> **Directions for this task**: Format every row below as a numbered list, leaving out any blank lines.
╭─ Rows
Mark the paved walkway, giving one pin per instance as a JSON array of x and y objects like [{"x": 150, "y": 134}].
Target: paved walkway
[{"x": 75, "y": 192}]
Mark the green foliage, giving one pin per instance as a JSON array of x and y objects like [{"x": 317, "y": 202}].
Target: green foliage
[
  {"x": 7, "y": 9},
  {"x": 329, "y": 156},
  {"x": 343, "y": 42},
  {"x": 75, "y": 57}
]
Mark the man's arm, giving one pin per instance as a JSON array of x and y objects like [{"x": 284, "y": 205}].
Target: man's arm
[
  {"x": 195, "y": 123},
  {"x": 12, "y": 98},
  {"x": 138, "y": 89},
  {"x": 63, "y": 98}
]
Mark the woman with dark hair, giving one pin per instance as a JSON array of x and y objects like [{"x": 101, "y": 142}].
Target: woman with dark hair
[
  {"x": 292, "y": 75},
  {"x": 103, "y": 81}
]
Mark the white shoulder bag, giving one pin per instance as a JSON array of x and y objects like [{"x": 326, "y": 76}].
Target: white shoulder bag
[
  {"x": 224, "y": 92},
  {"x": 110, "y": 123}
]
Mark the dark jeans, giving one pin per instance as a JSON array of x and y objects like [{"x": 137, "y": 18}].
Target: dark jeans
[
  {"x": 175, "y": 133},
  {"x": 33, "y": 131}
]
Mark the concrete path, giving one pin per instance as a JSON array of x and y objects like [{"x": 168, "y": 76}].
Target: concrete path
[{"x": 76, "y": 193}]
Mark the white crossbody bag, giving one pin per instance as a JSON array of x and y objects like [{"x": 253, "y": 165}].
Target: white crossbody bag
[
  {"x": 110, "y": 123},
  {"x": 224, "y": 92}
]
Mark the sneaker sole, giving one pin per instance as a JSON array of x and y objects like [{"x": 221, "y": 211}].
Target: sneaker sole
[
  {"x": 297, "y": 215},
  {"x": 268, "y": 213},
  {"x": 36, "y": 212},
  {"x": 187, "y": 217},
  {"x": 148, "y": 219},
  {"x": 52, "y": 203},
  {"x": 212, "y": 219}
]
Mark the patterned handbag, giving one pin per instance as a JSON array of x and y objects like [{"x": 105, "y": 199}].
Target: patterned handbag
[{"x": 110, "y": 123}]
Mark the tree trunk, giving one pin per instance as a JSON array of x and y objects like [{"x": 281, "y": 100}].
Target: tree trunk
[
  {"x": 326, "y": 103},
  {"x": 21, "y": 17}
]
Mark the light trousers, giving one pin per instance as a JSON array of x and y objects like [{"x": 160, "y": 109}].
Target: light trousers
╰─
> **Output of the exercise**:
1. Mark the paved walkway, giving one pin per instance as a JSON array of x and y objects like [{"x": 150, "y": 134}].
2. Target: paved walkway
3. [{"x": 75, "y": 192}]
4. Mark the green foliage, giving one pin per instance as a JSON array of x and y objects like [{"x": 317, "y": 202}].
5. Target: green foliage
6. [
7.   {"x": 7, "y": 9},
8.   {"x": 329, "y": 156},
9.   {"x": 343, "y": 42},
10.   {"x": 75, "y": 57}
11. ]
12. Mark the man's arm, giving one pin per instance as a JSON array of x and y objects like [{"x": 284, "y": 205}].
13. Target: man's arm
14. [
15.   {"x": 195, "y": 123},
16.   {"x": 12, "y": 98},
17.   {"x": 138, "y": 89},
18.   {"x": 63, "y": 98}
19. ]
20. Mark the woman with dark hair, giving one pin per instance as a JSON array of x and y objects like [{"x": 101, "y": 142}].
21. Target: woman with dark hair
22. [
23.   {"x": 292, "y": 75},
24.   {"x": 103, "y": 81}
25. ]
26. Mark the white shoulder bag, giving one pin per instance as a JSON array of x and y objects like [{"x": 326, "y": 76}].
27. Target: white shoulder bag
28. [
29.   {"x": 224, "y": 92},
30.   {"x": 110, "y": 123}
31. ]
32. Mark the dark jeans, giving one pin per instance as a JSON array of x and y objects like [{"x": 137, "y": 18}].
33. Target: dark jeans
34. [
35.   {"x": 175, "y": 133},
36.   {"x": 33, "y": 131}
37. ]
38. Mark the concrete path, giving one pin per instance as a JSON array of x and y objects like [{"x": 168, "y": 76}].
39. Target: concrete path
40. [{"x": 76, "y": 193}]
41. Mark the white crossbody bag, giving one pin per instance as a JSON array of x and y objects like [{"x": 253, "y": 165}].
42. Target: white crossbody bag
43. [
44.   {"x": 110, "y": 123},
45.   {"x": 224, "y": 92}
46. ]
47. Mark the sneaker sole, giving one pin per instance as a JSON array of x and y objects like [{"x": 221, "y": 211}].
48. Target: sneaker sole
49. [
50.   {"x": 297, "y": 215},
51.   {"x": 268, "y": 213},
52.   {"x": 36, "y": 212},
53.   {"x": 187, "y": 217},
54.   {"x": 148, "y": 219},
55.   {"x": 52, "y": 203},
56.   {"x": 212, "y": 219}
57. ]
58. Mark the patterned handbag, giving one pin per instance as a JSON array of x and y objects like [{"x": 105, "y": 199}].
59. Target: patterned handbag
60. [{"x": 110, "y": 123}]
61. Mark the tree trunk, giving one pin per instance as a JSON array of x and y objects like [{"x": 281, "y": 100}].
62. Target: tree trunk
63. [
64.   {"x": 326, "y": 103},
65.   {"x": 21, "y": 17}
66. ]
67. Mark the light trousers, giving one pin per instance as a JSON array of x and y objects like [{"x": 160, "y": 109}].
68. Target: light trousers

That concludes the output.